■ **RECORD EXCERPTS**:
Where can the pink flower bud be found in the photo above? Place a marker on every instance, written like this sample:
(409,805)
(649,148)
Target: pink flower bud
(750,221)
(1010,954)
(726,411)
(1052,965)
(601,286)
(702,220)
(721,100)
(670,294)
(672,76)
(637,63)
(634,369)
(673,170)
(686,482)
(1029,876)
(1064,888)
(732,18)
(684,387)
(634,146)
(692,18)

■ **TASK STATEMENT**:
Rewrite the entries above, putting "pink blossom" wherever "pink flower bud" appears and changing nothing else.

■ **CORRECT RESPONSE**:
Where can the pink blossom be found in the photo above? Place a marker on every instance, written like this sample:
(409,805)
(649,148)
Target: pink blossom
(750,221)
(1010,954)
(726,411)
(1052,965)
(601,286)
(702,220)
(721,100)
(670,294)
(672,76)
(637,63)
(634,369)
(673,170)
(686,482)
(1029,876)
(1064,888)
(732,18)
(684,387)
(634,146)
(692,18)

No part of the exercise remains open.